------ Information provided ------
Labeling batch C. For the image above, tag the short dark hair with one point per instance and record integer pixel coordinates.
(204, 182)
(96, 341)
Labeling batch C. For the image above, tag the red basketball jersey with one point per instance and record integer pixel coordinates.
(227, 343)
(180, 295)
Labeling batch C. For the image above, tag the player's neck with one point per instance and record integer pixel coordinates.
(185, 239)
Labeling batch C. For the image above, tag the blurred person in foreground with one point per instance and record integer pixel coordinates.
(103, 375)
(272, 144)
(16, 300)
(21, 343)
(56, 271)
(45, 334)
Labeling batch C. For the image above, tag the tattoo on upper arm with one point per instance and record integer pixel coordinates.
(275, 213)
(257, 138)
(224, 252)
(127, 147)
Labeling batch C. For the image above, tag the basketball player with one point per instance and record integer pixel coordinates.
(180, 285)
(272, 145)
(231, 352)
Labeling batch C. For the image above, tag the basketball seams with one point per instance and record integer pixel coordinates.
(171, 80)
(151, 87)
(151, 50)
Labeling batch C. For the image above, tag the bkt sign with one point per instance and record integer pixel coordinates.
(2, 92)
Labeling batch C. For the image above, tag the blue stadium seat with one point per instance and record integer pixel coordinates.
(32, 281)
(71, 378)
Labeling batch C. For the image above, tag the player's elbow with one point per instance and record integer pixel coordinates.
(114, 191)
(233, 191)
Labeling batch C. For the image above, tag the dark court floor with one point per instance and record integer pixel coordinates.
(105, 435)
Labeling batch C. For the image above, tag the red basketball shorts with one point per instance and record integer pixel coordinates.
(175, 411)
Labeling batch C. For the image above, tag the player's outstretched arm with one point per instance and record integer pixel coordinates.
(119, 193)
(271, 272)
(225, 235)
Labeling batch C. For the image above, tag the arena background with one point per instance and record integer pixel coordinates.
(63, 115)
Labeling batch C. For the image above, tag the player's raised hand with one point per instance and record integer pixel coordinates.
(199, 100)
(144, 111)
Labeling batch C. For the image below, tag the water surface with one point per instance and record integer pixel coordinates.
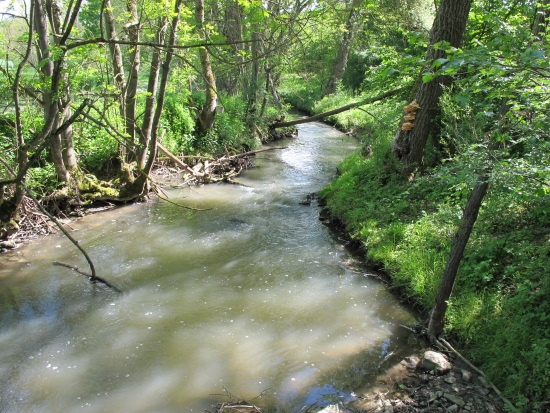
------
Stated task » Please state how many lines in the rows above contain the string "basketball". Reply with the number alone.

Task response » 4